GOAL:
Pull out every line in the items below that contains the word "wheel", and copy each such line in full.

····················

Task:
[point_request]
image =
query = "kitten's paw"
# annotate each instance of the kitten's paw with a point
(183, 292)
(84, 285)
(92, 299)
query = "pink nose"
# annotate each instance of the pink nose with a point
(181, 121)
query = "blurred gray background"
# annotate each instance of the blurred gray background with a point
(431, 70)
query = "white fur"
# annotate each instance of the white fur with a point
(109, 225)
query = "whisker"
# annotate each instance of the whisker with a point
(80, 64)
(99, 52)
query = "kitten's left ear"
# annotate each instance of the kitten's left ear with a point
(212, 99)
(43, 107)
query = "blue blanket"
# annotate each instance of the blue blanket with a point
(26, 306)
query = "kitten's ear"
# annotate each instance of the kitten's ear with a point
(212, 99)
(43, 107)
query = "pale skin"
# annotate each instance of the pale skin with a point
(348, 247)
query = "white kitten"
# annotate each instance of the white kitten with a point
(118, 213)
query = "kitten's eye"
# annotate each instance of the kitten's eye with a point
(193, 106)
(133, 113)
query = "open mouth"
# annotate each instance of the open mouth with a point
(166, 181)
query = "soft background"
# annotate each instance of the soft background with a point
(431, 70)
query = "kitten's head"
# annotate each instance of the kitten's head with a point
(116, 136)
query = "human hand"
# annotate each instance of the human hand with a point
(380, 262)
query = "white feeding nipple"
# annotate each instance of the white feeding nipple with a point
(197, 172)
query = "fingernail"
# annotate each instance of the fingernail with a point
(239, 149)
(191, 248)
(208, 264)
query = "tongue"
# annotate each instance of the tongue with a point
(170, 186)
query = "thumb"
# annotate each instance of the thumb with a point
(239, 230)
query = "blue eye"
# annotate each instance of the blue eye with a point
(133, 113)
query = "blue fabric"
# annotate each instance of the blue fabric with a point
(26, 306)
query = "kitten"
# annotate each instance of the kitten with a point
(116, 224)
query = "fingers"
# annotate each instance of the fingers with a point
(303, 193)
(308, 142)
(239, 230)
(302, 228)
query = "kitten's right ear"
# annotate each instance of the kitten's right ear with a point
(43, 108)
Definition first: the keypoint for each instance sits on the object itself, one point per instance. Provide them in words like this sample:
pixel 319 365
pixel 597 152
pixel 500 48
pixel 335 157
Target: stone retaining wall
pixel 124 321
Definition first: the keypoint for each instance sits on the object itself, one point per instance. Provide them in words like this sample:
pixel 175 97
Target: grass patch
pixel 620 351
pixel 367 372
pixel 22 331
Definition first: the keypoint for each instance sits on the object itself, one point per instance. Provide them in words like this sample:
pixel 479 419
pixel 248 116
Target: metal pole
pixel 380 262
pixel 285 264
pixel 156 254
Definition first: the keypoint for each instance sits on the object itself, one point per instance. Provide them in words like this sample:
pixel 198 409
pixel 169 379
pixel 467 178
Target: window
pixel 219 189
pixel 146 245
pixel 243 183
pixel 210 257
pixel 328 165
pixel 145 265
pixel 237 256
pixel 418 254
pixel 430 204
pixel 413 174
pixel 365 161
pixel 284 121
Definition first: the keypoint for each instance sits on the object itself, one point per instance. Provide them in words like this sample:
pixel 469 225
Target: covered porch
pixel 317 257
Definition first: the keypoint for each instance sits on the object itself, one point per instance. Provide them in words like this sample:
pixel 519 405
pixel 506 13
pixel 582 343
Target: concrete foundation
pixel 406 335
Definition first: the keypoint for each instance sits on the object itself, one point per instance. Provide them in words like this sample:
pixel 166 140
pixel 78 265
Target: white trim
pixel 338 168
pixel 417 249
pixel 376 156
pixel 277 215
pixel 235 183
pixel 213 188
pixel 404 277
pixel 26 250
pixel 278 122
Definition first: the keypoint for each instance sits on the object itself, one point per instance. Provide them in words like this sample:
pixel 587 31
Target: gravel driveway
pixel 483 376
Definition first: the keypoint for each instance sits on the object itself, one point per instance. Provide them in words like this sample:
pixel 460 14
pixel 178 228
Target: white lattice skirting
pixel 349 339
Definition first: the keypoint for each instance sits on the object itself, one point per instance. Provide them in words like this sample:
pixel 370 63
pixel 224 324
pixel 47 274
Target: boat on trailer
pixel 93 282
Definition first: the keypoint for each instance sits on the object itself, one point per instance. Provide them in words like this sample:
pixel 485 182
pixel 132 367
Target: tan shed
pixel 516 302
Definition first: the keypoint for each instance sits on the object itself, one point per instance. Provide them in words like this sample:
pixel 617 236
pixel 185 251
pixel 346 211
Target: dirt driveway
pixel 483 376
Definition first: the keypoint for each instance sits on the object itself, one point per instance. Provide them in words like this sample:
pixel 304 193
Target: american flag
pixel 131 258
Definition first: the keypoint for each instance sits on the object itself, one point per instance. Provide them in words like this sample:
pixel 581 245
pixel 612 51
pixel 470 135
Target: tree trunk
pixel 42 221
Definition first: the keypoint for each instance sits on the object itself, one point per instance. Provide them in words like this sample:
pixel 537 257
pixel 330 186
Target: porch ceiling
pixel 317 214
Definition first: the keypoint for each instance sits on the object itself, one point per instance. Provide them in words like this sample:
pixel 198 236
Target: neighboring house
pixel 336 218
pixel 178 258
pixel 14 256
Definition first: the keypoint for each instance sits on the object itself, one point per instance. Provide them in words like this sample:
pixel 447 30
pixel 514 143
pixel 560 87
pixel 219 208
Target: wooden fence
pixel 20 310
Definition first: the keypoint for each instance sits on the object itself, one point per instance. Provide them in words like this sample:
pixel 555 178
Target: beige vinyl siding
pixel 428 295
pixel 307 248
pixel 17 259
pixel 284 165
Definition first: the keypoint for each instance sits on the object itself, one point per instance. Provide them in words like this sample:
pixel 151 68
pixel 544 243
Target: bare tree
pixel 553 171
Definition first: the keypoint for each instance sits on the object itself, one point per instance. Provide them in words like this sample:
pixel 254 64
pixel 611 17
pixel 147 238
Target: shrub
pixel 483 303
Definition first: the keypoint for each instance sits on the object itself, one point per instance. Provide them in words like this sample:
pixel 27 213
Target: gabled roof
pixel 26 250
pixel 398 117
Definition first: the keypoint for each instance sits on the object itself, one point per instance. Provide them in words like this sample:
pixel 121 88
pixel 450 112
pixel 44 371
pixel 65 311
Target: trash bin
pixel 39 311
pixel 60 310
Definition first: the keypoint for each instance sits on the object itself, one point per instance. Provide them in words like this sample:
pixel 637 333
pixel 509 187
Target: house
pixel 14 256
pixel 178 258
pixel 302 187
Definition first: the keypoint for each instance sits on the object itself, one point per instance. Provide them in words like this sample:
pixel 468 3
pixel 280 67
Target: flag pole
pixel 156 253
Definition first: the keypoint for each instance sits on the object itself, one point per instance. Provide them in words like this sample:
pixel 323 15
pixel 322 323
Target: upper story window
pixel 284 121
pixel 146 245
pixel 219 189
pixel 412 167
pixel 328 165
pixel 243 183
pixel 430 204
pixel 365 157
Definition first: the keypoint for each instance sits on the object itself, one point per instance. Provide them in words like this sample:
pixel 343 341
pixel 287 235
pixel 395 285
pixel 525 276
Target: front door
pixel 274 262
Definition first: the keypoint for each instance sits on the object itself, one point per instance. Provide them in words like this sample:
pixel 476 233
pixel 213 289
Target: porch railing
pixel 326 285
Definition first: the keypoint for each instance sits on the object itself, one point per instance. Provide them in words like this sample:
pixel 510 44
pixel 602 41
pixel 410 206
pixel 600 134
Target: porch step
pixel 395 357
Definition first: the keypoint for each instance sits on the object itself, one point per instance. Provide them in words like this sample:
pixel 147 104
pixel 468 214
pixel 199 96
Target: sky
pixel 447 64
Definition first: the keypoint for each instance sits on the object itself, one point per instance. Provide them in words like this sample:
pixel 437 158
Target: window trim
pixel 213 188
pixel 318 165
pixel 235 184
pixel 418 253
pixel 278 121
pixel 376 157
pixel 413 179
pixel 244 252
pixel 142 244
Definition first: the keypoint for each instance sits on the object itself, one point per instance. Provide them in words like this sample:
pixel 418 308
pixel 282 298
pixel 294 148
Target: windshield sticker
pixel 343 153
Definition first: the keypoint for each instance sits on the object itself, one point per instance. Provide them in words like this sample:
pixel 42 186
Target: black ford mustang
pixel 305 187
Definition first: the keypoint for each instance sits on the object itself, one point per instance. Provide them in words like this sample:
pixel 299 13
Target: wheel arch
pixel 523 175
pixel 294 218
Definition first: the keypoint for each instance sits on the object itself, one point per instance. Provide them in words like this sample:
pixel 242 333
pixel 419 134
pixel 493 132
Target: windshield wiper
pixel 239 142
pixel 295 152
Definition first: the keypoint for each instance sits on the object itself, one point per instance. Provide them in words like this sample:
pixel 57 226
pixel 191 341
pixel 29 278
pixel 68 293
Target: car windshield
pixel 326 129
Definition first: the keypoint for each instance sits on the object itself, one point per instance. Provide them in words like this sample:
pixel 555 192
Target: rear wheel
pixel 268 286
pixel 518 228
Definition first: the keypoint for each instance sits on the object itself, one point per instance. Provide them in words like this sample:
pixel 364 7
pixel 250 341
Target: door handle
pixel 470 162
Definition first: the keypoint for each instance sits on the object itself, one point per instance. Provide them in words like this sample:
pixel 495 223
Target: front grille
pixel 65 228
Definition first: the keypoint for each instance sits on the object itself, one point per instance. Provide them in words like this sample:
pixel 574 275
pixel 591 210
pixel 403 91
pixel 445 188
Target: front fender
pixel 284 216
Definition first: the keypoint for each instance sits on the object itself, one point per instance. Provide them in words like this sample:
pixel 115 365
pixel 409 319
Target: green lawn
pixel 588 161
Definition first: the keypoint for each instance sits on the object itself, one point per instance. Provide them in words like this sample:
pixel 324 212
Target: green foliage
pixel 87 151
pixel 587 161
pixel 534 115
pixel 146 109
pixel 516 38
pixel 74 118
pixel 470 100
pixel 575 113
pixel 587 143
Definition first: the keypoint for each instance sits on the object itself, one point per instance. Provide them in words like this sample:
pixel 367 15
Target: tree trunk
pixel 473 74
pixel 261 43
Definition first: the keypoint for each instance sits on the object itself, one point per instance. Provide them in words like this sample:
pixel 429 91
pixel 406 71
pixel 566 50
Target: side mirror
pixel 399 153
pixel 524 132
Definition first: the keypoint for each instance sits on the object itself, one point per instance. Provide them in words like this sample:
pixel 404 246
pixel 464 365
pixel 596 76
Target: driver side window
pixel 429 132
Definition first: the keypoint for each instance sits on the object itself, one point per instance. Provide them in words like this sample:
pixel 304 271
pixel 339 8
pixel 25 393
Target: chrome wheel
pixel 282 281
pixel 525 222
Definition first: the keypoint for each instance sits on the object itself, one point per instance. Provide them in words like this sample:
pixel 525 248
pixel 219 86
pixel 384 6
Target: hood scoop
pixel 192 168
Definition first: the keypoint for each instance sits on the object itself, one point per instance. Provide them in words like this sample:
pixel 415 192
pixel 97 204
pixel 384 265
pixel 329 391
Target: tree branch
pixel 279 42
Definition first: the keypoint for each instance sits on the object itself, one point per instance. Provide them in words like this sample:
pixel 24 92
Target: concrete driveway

····················

REPLY TO THE TASK:
Target: wheel arch
Target: rear wheel
Target: chrome wheel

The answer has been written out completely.